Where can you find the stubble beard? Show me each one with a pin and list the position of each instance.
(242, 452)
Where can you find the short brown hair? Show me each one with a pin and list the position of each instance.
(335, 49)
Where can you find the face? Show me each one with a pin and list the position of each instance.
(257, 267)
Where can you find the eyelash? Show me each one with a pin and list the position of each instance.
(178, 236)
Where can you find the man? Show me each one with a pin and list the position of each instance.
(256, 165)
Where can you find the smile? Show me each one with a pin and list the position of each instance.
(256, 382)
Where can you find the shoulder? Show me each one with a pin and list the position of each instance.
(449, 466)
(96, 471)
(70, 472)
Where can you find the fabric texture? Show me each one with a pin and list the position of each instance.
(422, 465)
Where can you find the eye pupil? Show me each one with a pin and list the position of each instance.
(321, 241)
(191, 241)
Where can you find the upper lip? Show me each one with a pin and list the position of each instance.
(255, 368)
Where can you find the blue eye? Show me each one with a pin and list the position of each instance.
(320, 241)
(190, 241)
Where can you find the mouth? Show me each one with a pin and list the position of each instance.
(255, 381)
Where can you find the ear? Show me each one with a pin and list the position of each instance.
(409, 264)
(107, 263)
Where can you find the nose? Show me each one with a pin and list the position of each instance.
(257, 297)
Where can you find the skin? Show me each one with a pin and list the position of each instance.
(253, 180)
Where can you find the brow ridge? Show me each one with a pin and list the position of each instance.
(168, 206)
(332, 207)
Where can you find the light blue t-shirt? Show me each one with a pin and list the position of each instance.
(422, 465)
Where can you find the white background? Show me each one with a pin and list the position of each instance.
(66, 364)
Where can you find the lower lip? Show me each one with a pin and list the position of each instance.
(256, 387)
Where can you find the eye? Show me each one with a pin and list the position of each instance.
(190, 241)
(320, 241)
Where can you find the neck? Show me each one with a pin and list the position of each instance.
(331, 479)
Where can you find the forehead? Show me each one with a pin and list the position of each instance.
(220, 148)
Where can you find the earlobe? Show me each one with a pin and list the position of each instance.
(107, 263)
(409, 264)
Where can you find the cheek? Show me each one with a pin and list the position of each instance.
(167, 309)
========================
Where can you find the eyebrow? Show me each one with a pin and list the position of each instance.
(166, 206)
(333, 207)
========================
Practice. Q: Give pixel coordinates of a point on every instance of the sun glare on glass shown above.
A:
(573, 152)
========================
● **WORK REQUIRED**
Collect every line of the listing that contains the string "blue", treating uppercase and lowercase letters as different.

● **THE SOLUTION**
Where can you find the blue eye? Show me each one with a pin and list the position of each instance.
Where can you find the light blue t-shirt? Show me each one with a pin and list the position of each instance.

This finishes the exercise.